• **Goal**: Every record below is to be retyped exactly.

• **Records to process**:
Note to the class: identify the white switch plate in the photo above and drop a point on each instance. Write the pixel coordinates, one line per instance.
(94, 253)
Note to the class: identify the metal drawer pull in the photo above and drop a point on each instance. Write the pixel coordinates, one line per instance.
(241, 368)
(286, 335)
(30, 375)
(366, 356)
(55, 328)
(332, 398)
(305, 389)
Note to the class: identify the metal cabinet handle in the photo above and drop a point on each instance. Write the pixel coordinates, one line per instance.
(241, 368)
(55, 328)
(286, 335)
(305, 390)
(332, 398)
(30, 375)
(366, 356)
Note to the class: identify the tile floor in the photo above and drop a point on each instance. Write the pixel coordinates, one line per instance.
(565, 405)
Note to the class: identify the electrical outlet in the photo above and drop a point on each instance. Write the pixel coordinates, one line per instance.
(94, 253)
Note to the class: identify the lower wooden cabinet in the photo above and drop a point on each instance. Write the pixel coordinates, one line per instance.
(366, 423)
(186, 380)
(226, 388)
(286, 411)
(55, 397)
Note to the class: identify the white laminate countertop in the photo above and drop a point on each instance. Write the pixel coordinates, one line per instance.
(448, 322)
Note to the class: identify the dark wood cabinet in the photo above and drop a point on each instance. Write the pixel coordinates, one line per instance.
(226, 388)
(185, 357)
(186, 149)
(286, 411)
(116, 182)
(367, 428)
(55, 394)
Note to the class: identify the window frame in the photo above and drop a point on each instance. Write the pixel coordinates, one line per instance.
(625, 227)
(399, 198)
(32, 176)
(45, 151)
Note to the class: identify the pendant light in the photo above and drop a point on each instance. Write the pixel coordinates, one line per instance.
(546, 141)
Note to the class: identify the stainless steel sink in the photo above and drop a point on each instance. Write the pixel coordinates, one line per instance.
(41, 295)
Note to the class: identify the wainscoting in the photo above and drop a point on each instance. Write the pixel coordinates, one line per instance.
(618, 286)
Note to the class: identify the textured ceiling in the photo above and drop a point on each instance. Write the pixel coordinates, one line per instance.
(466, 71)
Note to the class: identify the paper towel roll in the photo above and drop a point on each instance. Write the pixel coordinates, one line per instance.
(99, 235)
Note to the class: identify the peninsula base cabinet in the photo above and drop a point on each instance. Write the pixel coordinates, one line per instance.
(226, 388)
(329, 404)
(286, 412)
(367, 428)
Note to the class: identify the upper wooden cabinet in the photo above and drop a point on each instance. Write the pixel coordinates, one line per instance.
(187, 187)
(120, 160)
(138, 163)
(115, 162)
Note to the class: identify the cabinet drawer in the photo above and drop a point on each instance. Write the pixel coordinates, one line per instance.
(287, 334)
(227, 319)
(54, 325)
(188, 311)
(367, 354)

• **Result below**:
Note to the class: identify the white switch plate in the photo above and drop a point on each instance. Write the pixel coordinates, one line per instance.
(94, 253)
Note to the class: identify the metal drawer pull in the photo above and drop a point on each instance. Write the pixel coordinates, one line per instance.
(241, 368)
(286, 335)
(30, 375)
(366, 356)
(55, 328)
(332, 398)
(305, 389)
Note to the class: identify the metal cabinet handle in the photo above and drop a point on each instance. Write the pixel coordinates, one line per instance.
(241, 368)
(55, 328)
(286, 335)
(305, 390)
(332, 398)
(30, 375)
(366, 356)
Note to the class: identify the tile floor in the photo above and drop a point on each instance. Write the pixel coordinates, one line per instance.
(565, 405)
Note to the class: identify the electrical outlet in the photo above and drop a point on each instance. Write the pixel coordinates, one line per instance.
(94, 253)
Note to the class: identify the lower wooden cabinet in the photo above and drop a point on each instance. Write the pixel coordinates, one line per instance.
(366, 423)
(186, 380)
(226, 388)
(286, 411)
(55, 397)
Note to the class: identify the white laminate countertop in the photo above and drop a point on each instance. Write the pixel coordinates, one line per instance.
(448, 322)
Note to the class: identify the dark wood cabinet in the photo above and drop a point on each instance. Write the pixel coordinates, one line per instance.
(226, 388)
(185, 357)
(186, 149)
(286, 411)
(116, 182)
(367, 428)
(55, 394)
Note to the class: identify the window frame in the photo above and drop a point on each instance. Write the pixel coordinates, one line per instance.
(625, 227)
(399, 198)
(32, 176)
(45, 151)
Note to the class: identify the pendant light in the photo above and drop a point on each instance. Write the pixel coordinates, one line per instance.
(546, 141)
Note to the class: identify the stainless steel sink in the photo above and drop a point on each instance. Write the pixel coordinates, one line per instance.
(41, 295)
Note to the class: identify the wainscoting in the photo above and drop a point on each instance. Write the pixel coordinates, one line per instance.
(618, 286)
Note to the class: identify the textured ceiling in the photo above and drop a point on each instance. Write the pixel coordinates, one line per instance.
(466, 71)
Note to the class: identify the paper towel roll in the photo above and drop a point on each instance. Write the pixel coordinates, one line per instance.
(99, 235)
Note to the class: identify the peninsula base cabinet in the photo above and drop a point on each instance. Write the pixel coordinates, one line per instance.
(226, 388)
(329, 404)
(286, 412)
(367, 428)
Note to the class: identify the upper wooden cabinet in the photo above and drop a point on each instance. Write the pixel coordinates, one line per instance.
(187, 187)
(120, 160)
(138, 163)
(115, 162)
Note to the class: identify the cabinet drawer in the photo above and drop a point on each instance. Write the pixel coordinates, one line per instance.
(287, 334)
(227, 319)
(54, 325)
(188, 311)
(367, 354)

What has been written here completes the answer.